Every record below needs to be written out exactly, apart from the pictures.

----

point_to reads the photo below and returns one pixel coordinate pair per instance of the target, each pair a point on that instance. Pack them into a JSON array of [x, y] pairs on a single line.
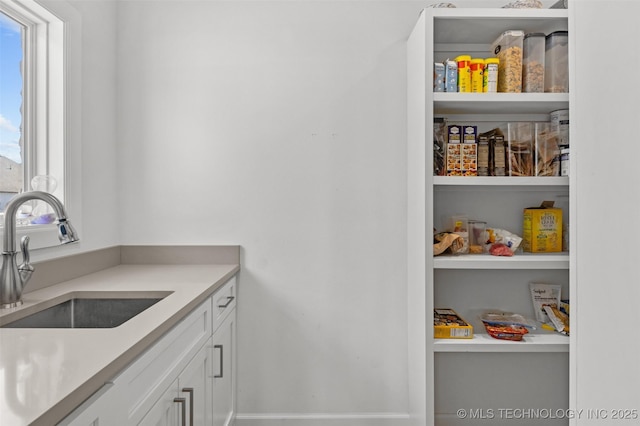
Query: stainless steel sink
[[86, 310]]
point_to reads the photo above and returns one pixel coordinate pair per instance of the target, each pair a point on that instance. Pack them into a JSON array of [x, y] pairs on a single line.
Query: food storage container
[[490, 77], [508, 49], [464, 73], [520, 146], [547, 150], [477, 75], [556, 76], [533, 48]]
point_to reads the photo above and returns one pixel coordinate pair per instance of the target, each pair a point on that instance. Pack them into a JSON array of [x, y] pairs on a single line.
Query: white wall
[[280, 126], [608, 191], [92, 197]]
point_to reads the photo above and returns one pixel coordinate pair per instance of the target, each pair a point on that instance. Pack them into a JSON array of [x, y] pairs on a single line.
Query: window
[[32, 104]]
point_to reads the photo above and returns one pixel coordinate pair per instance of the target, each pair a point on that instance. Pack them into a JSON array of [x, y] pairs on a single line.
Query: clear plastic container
[[556, 76], [520, 141], [508, 49], [533, 48]]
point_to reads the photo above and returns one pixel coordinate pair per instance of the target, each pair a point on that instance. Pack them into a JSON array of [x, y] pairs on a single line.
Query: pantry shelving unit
[[481, 373]]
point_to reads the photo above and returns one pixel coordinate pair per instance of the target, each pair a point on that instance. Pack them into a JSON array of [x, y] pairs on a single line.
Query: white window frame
[[44, 105]]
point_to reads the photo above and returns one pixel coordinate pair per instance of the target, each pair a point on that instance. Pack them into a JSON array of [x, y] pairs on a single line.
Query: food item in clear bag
[[506, 325], [447, 242], [559, 319], [464, 73], [477, 75], [533, 63], [447, 324], [490, 76], [547, 151], [543, 294], [501, 237], [508, 49], [450, 76], [439, 146], [520, 142], [438, 77]]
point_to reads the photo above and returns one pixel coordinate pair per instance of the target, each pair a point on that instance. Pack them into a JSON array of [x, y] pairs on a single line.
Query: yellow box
[[447, 324], [542, 229]]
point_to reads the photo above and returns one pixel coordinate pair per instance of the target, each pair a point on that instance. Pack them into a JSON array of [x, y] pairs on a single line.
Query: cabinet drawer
[[224, 301], [148, 376]]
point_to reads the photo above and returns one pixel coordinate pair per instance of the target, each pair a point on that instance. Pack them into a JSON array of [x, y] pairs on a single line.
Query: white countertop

----

WRITTEN ANSWER:
point_to reads the photo below and returns one pixel coordinate pair per instance of the target, each pair a point on that instance. Pack them into a JSON array of [x, y] pairs on a single line.
Query: stainless steel sink
[[86, 310]]
point_to reads the photo above and returns one pixel coordinate pair per instance of the target, each pair a point on that instance. Pack them into a JSON array of [x, y] pairs on a single line.
Query: food storage container
[[490, 77], [508, 49], [464, 73], [520, 146], [547, 150], [477, 75], [556, 76], [533, 48]]
point_to reads the photo above and returns one pixel coordinate pair per instance of the target, each pair a point on that instance. Pack them into a JSON array of [x, y] pairs on a single line.
Query: white wall
[[280, 126], [608, 191], [92, 197]]
point_to reads the photo above and returns one pixel coordinate pair per instance of the target, each pair a point on that instance. Pack them into a JSON array of [x, y] pairs on a single line.
Query: window
[[32, 104]]
point_to reads the photo above and returns one pixel coordinate pair per instance of the target, each pair a point on that instance. Pack them into a JSON array of [x, y] pairs on a single line.
Query: clear plastic container
[[556, 76], [520, 141], [508, 49], [533, 48]]
point_to reads the photo above and returns one pixel coordinate pair per instance of the target, each pair a point on that instance. Pack them into a JSON array of [x, y] pairs on a single line.
Query: pantry shelving unit
[[481, 373]]
point_to reads the photo above and returns one pixel coordinate pair per instance of the target, each pair a point on that instance. Pack them into a JSON array of [x, y] pairs on a single line.
Query: white window frame
[[44, 105]]
point_to reads the photo above and returns one pixel coordinate pair per instance of the target, each pair a point on that instance. Pack them into a JSON array of [x, y] pairs on a single line.
Query: food item in clear bag
[[506, 325], [447, 242], [559, 319], [464, 73], [477, 75], [533, 63], [447, 324], [490, 76], [547, 151], [543, 294], [501, 237], [508, 49], [450, 76], [439, 146], [520, 142], [438, 77]]
point_to reads the photo above and returns one pixel coordinate pair per instance of the target, each pair a point on that instance. Pack them into a JSON array of [x, y] pairs on a single line.
Query: yellow box
[[447, 324], [542, 229]]
point_to reads the photo above and returns one pixel coordinate pair per instance of the target, each pair a point on that instance. Pack them into a JSON array of [x, y] pairs on a single line.
Query: cabinet drawer
[[224, 301], [148, 376]]
point_to reads the photo above and returns one pixel coordinate pair per instance of the target, each pair a point on that instance. Pack them into a JSON array of [x, y] pairs on a single line.
Query: white countertop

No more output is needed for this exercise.